[Opening TASK MATERIAL section]

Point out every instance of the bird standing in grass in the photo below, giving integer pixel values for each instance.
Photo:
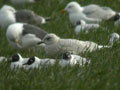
(83, 26)
(55, 45)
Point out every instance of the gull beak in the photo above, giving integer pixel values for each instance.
(63, 11)
(18, 43)
(41, 42)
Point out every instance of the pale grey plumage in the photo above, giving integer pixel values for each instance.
(54, 45)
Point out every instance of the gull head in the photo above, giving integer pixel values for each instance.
(16, 58)
(73, 7)
(50, 39)
(8, 8)
(32, 60)
(81, 22)
(113, 38)
(117, 19)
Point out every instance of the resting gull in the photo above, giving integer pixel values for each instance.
(22, 35)
(8, 15)
(35, 62)
(55, 45)
(83, 26)
(91, 11)
(75, 14)
(17, 61)
(71, 59)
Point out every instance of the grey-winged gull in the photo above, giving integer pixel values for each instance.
(75, 14)
(8, 15)
(56, 45)
(93, 10)
(22, 35)
(71, 59)
(83, 26)
(35, 62)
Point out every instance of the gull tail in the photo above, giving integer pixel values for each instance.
(104, 46)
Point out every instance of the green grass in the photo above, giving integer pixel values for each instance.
(102, 74)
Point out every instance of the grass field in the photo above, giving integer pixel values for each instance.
(102, 74)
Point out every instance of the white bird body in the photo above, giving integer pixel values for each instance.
(113, 38)
(82, 26)
(98, 12)
(36, 62)
(54, 45)
(21, 35)
(73, 60)
(18, 63)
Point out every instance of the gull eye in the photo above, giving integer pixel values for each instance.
(48, 38)
(70, 6)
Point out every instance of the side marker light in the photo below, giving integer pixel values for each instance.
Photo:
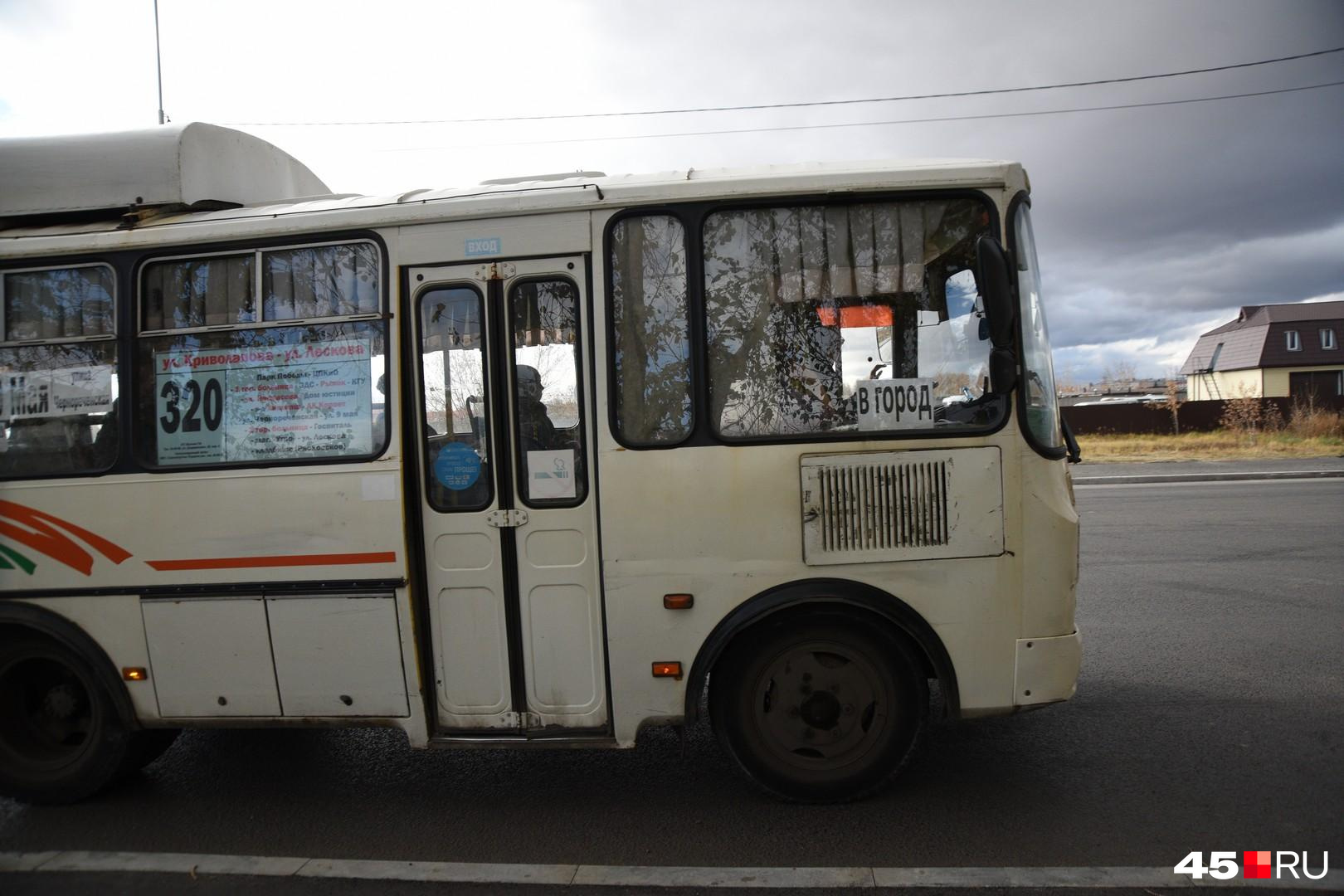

[Closing TASK MATERIAL section]

-- WHAT THIS TASK INVOLVES --
Filter the listing above for lines with the word "below", and copy each one you find.

-- WRITTEN ANSWER --
Point out every instance of the bird standing in grass in the photo below, giving integer pixel values for each instance.
Point out every instance of the side marker light in the photo below, giving integer pixel values for each instance.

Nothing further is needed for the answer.